━━ Exercise materials

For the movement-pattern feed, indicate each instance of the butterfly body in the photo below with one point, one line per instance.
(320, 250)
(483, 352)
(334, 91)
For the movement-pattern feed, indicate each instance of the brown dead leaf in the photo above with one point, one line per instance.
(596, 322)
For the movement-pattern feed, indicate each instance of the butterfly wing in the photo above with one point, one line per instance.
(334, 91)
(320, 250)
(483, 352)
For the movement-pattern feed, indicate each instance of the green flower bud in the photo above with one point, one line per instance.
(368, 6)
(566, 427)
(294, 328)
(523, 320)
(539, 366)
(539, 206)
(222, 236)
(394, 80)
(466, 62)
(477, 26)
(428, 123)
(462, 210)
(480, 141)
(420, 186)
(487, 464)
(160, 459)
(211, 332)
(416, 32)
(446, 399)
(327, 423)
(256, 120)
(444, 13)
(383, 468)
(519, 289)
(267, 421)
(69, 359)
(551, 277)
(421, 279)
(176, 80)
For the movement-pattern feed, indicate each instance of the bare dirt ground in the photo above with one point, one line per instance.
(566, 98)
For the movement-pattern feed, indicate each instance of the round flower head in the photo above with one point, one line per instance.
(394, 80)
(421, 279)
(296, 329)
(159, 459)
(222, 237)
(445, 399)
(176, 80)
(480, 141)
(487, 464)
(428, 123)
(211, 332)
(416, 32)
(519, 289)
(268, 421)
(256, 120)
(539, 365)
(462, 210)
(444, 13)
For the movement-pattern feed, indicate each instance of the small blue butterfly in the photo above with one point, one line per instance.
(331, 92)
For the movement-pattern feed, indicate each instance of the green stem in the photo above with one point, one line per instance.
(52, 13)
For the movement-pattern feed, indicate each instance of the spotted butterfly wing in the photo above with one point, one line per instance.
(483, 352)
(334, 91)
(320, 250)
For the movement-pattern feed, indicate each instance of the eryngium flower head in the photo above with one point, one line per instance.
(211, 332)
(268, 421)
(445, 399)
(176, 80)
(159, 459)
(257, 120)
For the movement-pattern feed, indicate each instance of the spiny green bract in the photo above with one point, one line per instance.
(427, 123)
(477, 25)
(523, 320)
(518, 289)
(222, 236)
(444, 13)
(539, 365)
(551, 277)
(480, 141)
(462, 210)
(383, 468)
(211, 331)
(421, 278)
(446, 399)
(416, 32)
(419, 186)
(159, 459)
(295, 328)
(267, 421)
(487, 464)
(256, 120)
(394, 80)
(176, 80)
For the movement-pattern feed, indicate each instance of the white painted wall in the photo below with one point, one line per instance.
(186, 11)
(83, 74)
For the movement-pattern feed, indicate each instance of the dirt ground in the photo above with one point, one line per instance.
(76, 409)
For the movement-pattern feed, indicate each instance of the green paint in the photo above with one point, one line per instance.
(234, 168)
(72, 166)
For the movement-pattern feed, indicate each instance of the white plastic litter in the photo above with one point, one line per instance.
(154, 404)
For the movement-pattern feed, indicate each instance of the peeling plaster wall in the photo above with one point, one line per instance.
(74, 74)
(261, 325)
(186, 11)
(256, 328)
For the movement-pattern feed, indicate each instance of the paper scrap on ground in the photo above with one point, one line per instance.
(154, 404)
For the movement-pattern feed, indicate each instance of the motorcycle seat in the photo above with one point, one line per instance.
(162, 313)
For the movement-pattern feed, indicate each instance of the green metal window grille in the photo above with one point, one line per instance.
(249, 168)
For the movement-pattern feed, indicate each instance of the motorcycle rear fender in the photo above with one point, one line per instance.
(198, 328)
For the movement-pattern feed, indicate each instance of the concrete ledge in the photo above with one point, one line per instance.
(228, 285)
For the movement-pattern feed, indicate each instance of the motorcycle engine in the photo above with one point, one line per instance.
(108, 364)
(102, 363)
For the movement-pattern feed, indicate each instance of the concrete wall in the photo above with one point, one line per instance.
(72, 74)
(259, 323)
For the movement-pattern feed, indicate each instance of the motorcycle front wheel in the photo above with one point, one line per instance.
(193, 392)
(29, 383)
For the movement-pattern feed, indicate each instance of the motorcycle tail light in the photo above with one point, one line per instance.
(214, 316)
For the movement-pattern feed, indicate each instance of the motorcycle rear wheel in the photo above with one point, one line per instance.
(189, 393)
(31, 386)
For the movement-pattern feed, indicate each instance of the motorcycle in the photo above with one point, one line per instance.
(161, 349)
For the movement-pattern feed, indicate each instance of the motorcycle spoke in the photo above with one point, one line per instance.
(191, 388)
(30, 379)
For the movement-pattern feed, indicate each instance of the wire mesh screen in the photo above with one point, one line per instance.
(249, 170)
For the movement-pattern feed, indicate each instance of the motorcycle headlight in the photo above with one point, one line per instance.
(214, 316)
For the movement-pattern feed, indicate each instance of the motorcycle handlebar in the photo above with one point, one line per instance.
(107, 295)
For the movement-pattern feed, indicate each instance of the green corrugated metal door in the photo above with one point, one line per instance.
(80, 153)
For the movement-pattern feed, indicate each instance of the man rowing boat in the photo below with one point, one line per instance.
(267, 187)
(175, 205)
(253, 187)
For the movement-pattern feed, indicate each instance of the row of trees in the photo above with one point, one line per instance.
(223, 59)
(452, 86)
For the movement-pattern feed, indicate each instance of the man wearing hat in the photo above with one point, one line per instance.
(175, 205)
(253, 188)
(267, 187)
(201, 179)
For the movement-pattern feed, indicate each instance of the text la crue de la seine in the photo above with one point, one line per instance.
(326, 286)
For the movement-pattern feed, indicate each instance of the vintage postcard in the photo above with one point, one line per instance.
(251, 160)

━━━━

» What to work on: Exactly as written, please output every entry.

» Exercise result:
For the movement-pattern feed, indicate each instance of the butterfly body in the photo below with one point, one line per instance.
(320, 250)
(483, 352)
(334, 91)
For the movement-pattern feed, indicate each instance of the brown dead leaf in the photo above with one point, one line per instance.
(596, 322)
For the movement-pattern feed, indicate each instance of the butterfly wing in the photo above with one point, one line per instance.
(334, 91)
(320, 250)
(483, 352)
For the movement-pattern feed, indicate each instance of the green flower bud in the photo above with one point, one line per instance.
(368, 6)
(566, 427)
(294, 328)
(523, 320)
(539, 366)
(539, 206)
(222, 236)
(394, 80)
(466, 62)
(477, 26)
(428, 123)
(462, 210)
(480, 141)
(420, 186)
(487, 464)
(160, 459)
(211, 332)
(416, 32)
(446, 399)
(327, 423)
(256, 120)
(444, 13)
(383, 468)
(519, 289)
(267, 421)
(69, 359)
(551, 277)
(421, 279)
(176, 80)
For the movement-pattern feed, indicate each instance of the bare dirt ground in the photo above with one point, one line per instance.
(566, 98)
For the movement-pattern feed, indicate each instance of the round flower head in the photo above with one point, one line per instance.
(394, 80)
(421, 279)
(296, 329)
(159, 459)
(222, 237)
(445, 399)
(176, 80)
(480, 141)
(487, 464)
(428, 123)
(211, 332)
(416, 32)
(519, 289)
(268, 421)
(256, 120)
(539, 365)
(462, 210)
(444, 13)
For the movement-pattern feed, indicate each instance of the small blue butterfly in the photo above with one point, one line per instance.
(331, 92)
For the movement-pattern feed, indicate each instance of the green stem in the photo above with one point, one line per instance.
(52, 13)
For the movement-pattern feed, indicate each instance of the spotted butterfly wing in the photo above with one point, one line per instance.
(483, 352)
(334, 91)
(320, 250)
For the movement-pattern feed, indicate each instance of the eryngium flower head in the photo above with one point, one line per instance.
(211, 332)
(268, 421)
(445, 399)
(176, 80)
(159, 459)
(257, 120)
For the movement-pattern feed, indicate each instance of the spiny green bract in the photo above with one point, one line per instance.
(427, 123)
(477, 25)
(523, 320)
(518, 289)
(222, 236)
(444, 13)
(539, 365)
(551, 277)
(480, 141)
(462, 210)
(383, 468)
(211, 331)
(421, 278)
(446, 399)
(416, 32)
(419, 186)
(159, 459)
(295, 328)
(267, 421)
(487, 464)
(256, 120)
(394, 80)
(176, 80)
For the movement-pattern feed, indicate each instance of the white painted wall in the photo below with one point, one line per instance.
(186, 11)
(83, 74)
For the movement-pattern feed, indicate each instance of the dirt ground in the photo above with one point, one line per instance.
(76, 409)
For the movement-pattern feed, indicate each instance of the green paint in the photo above with one point, one line per instance.
(234, 168)
(72, 166)
For the movement-pattern feed, indicate each instance of the white plastic litter in the photo above with one point, one line per instance.
(154, 404)
For the movement-pattern feed, indicate each instance of the peeling plaster wall in the photo above with one point, one line per instance.
(74, 74)
(261, 325)
(186, 11)
(256, 328)
For the movement-pattern feed, indicate each instance of the paper scrap on ground in the photo above with one point, one line per instance.
(154, 404)
For the movement-pattern feed, indicate each instance of the motorcycle seat in the photo above with one point, one line per instance.
(162, 313)
For the movement-pattern feed, indicate each instance of the green metal window grille in the photo above with one point, one line per instance.
(249, 168)
For the movement-pattern feed, indicate each instance of the motorcycle rear fender in the photo above with one point, one line per instance.
(198, 328)
For the movement-pattern feed, indicate each instance of the concrete ledge in the photo above with one point, one line per instance.
(228, 285)
For the movement-pattern feed, indicate each instance of the motorcycle engine in the photo above with one point, one line per instance.
(108, 364)
(102, 363)
For the movement-pattern feed, indicate each instance of the concrete wall in the photo above with one point, one line per instance.
(72, 74)
(259, 323)
For the movement-pattern feed, indicate each instance of the motorcycle front wheel in the photo above with one point, one line per instance.
(193, 392)
(29, 383)
For the movement-pattern feed, indicate each instance of the motorcycle tail light in the photo above with one point, one line per instance.
(214, 316)
For the movement-pattern feed, indicate each instance of the motorcycle rear wheel in the photo above with one point, one line per instance.
(189, 393)
(31, 386)
For the movement-pattern feed, indicate each instance of the motorcycle in the photo above with one point, one line per instance.
(161, 349)
For the movement-pattern feed, indicate each instance of the motorcycle spoke in the photo above with one point, one line per instance.
(191, 388)
(30, 379)
For the movement-pattern feed, indicate each instance of the wire mesh screen in the photo above with one point, one line per instance.
(249, 170)
For the movement-pattern feed, indicate each instance of the motorcycle headlight in the photo above with one point, one line per instance.
(214, 316)
For the movement-pattern feed, indicate each instance of the motorcycle handlebar in the photo above with one point, one line per instance.
(107, 295)
For the movement-pattern feed, indicate each instance of the green corrugated metal door in the photo above with one point, one line per instance.
(80, 153)
For the movement-pattern feed, indicate each instance of the man rowing boat in the photo below with one point, one line per instance.
(267, 187)
(175, 205)
(253, 187)
For the movement-pattern feed, indicate each instance of the row of trees in the photo above with one point, one line per instance.
(223, 59)
(452, 86)
For the movement-pattern feed, indicate each instance of the man wearing hat in the photo above with one point, one line per instance.
(175, 205)
(253, 188)
(267, 187)
(201, 179)
For the movement-pattern feed, indicate each instance of the text la crue de la seine in the photo above with one point, one line per instance.
(326, 286)
For the movement-pattern feed, indicate each instance of the vintage postcard in the photo above with one point, one line per instance.
(251, 160)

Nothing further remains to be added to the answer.